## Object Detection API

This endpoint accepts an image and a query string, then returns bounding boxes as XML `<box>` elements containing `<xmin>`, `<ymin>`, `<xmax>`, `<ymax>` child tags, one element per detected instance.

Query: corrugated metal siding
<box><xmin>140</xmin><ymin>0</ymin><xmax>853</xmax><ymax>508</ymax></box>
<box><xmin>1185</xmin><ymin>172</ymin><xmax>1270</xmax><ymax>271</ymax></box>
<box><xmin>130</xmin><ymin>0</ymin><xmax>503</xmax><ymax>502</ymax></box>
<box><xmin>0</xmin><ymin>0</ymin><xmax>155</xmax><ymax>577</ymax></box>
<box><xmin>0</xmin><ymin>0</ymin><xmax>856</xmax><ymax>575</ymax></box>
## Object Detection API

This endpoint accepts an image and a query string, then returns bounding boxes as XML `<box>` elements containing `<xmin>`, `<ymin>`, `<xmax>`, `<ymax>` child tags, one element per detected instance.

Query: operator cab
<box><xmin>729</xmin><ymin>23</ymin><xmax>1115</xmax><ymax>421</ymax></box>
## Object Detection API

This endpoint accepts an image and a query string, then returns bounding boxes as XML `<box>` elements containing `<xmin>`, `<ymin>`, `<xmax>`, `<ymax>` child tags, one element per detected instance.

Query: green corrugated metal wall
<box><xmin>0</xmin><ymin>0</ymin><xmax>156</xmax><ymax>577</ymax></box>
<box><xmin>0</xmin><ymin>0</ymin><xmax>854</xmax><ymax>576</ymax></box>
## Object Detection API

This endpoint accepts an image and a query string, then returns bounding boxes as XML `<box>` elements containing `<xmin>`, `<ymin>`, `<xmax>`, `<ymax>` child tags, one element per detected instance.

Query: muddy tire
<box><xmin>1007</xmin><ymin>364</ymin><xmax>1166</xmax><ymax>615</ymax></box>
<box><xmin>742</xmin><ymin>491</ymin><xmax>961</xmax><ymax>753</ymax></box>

Problem statement —
From the items above, extract every line that contains the word "metal".

The answer —
Query: corrugated metal siding
Query: green corrugated metal wall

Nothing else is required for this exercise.